> Extracted records
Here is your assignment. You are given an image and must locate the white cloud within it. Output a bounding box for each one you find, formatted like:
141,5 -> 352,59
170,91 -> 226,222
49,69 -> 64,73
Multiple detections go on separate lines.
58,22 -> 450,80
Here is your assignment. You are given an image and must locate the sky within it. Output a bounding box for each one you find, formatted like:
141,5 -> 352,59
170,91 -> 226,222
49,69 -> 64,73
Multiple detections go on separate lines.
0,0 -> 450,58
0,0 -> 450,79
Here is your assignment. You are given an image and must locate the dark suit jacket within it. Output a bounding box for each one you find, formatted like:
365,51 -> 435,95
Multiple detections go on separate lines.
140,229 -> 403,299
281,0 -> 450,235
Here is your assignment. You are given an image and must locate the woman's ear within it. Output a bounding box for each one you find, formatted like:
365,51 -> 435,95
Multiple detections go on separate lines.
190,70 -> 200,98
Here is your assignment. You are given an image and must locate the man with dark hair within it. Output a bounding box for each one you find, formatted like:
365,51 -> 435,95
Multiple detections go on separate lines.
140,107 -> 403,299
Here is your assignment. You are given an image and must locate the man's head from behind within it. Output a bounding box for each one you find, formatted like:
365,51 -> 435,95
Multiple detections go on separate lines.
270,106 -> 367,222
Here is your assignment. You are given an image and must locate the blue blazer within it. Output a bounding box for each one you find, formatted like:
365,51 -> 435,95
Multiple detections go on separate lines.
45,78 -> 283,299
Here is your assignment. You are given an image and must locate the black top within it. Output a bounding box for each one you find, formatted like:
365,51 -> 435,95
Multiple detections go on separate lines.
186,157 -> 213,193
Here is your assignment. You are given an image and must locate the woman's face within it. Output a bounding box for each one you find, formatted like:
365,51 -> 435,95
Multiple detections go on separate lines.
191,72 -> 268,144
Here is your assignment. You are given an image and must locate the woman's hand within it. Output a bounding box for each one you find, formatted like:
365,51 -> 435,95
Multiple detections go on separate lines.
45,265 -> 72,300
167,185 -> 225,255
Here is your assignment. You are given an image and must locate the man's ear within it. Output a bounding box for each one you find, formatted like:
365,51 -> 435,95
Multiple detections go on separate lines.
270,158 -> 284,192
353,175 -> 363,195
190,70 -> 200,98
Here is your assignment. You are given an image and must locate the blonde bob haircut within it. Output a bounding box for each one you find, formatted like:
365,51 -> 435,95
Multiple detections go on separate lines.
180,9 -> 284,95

> Problem
Reproduce the records from the start through the line containing "45,78 -> 283,299", replacing every occurrence of "assignment" with "task" and leaving everything else unchanged.

> Finished exercise
Here is your task. You are given an image and must locate the white cloud within it. Output a bounding box for each one you find, formatted like:
141,5 -> 352,59
170,91 -> 226,222
49,69 -> 64,73
Multiple detections go on separate lines.
58,22 -> 450,80
Here is your task. You are given an image and must locate the sky within it. Output a bounding box for each one you find, formatted like:
141,5 -> 352,59
170,91 -> 226,222
49,69 -> 64,73
Multiple detections go on separate lines.
0,0 -> 450,58
0,0 -> 450,79
Here is your task. You are given an image and must locate the dark suit jacket within it. Output a bounding box for each one you find, formatted like:
365,51 -> 435,95
Multiple detections go on separate lines.
140,229 -> 403,299
281,0 -> 450,235
Here is your task. You are given an image and must locate the woman's ear within it. Output a bounding box for each one you find, formatted like:
365,51 -> 435,95
Multiple detections go on separate lines.
190,70 -> 200,98
Here is your task. You are given an image and must locate the man with dark hair within it. Output a bounding box for each one you find, formatted like:
365,51 -> 435,95
Multiple detections go on separate lines.
140,107 -> 403,299
Here is your task. You are given an image and must locate the man's head from behind within it. Output a bounding box for each one you find, formatted like:
365,51 -> 435,95
Multiple detections go on separate lines.
270,106 -> 367,222
Here is your task. You are given an image and must locate the blue blazer within it. Output a bounding box for each one you find, formatted like:
365,51 -> 435,95
Multiple detections go on separate lines.
45,78 -> 283,299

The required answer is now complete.